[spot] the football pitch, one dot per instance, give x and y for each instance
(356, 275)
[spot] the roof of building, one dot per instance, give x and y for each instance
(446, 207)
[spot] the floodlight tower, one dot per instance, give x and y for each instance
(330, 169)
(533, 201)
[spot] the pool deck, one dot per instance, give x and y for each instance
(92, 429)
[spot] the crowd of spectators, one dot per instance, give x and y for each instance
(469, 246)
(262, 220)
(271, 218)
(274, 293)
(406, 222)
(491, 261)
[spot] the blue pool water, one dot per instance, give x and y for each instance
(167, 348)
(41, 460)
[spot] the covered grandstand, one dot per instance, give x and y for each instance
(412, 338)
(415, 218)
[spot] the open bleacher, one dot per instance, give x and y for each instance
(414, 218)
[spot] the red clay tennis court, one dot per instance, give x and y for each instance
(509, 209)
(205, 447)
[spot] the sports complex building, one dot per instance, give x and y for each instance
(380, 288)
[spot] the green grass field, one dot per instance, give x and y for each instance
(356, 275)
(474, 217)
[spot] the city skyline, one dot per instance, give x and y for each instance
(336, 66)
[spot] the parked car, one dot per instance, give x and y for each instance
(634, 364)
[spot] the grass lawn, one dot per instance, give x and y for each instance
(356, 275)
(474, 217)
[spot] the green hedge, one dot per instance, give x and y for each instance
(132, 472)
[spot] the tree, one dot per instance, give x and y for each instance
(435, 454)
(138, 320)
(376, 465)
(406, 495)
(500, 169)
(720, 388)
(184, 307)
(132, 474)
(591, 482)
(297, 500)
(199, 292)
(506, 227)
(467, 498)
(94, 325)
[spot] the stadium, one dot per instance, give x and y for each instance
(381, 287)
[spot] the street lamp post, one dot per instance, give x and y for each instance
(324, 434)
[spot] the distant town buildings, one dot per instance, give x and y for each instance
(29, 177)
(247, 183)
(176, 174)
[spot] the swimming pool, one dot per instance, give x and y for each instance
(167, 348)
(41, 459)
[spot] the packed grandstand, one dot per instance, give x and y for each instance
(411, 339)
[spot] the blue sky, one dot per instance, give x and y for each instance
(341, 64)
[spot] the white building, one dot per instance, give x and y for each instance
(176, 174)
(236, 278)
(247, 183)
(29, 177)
========================================================================
Copy out exactly the line that holds "[spot] the packed" and all remaining lines of the listing, both the first and the last included.

[spot] the packed grandstand, one dot per instance, give x and y for each instance
(411, 339)
[spot] the blue sky, one dot per instance, give x and y for each instance
(341, 64)
[spot] the white building, one dot per instance, give x and y for each instance
(176, 174)
(236, 278)
(247, 183)
(29, 177)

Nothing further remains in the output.